╭─ Data listing

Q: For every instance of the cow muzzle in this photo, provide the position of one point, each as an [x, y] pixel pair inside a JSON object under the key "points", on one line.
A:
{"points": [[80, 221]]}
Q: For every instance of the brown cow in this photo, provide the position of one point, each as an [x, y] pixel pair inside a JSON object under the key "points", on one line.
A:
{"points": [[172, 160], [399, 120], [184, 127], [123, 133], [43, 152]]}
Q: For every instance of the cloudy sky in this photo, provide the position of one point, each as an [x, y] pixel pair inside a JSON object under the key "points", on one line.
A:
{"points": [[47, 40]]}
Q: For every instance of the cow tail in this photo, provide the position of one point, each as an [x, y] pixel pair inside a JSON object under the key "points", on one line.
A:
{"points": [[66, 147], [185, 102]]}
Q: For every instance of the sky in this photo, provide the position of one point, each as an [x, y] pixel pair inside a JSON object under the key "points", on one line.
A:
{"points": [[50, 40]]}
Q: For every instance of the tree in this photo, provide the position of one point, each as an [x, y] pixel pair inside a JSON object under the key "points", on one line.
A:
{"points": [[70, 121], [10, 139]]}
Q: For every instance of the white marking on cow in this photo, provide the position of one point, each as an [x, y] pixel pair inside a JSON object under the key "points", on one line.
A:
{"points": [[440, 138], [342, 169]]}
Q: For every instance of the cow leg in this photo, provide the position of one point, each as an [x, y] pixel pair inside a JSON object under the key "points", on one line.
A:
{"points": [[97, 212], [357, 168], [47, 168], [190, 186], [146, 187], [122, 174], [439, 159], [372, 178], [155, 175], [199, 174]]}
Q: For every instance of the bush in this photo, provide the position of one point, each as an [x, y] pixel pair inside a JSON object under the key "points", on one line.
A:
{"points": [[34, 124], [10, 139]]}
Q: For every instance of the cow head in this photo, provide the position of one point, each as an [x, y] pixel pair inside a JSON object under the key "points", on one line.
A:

╰─

Set exercise: Reproduce the whole listing above, line for line, without changing a single character.

Solved problem:
Q: For every instance of the cow muzzle in this photo, provide the position of one point, each as an [x, y] pixel pair inside a JSON object under the key "points", on one line.
A:
{"points": [[80, 221]]}
Q: For every instance of the brown cow in this photo, provide the position of one point, each as an [x, y] pixel pair inside a JSON object under the key "points", on one line.
A:
{"points": [[172, 160], [399, 120], [184, 127], [123, 133], [43, 152]]}
Q: For every instance of the cloudy sky in this photo, provide the position of one point, each as an [x, y] pixel pair inside a JSON object under the key "points", on one line.
A:
{"points": [[47, 40]]}
Q: For every instance of the cow tail in this photo, provide the position of one point, each as an [x, y] pixel pair inside a JSON object under the key "points", on one line.
A:
{"points": [[66, 147], [185, 102]]}
Q: For every instance of the sky in this photo, provide the position of one point, each as an [x, y] pixel pair inside a JSON object under the key "points", on one line.
A:
{"points": [[50, 40]]}
Q: For every instance of the tree in this photo, provide the position of one point, each as an [x, y] pixel pair inside a JSON object under the key "points", on one line.
A:
{"points": [[70, 121], [10, 139]]}
Q: For every instance of the white marking on cow in this photo, provide the position of one point, each as an [x, y] pixel pair inside a JSON object under the key "points", on one line.
A:
{"points": [[440, 138], [342, 169]]}
Q: For every instance of the cow leg in this photo, provide the position of one point, each as an [x, y] pixel pair inside a JSON object under the key "points", on one line.
A:
{"points": [[97, 212], [357, 168], [47, 168], [190, 186], [146, 187], [122, 174], [439, 159], [372, 178], [155, 175], [199, 174]]}
Q: For every instance of the bush in this photo, provide the position of one point, each as an [x, y] pixel pair inside a JSON object under the key "points", on one line.
A:
{"points": [[34, 124], [10, 139]]}
Q: For every instance of the cow head in this photo, provide the position of one point, each as an [x, y] pixel pair inside a JSON object under the key "points", on one line.
A:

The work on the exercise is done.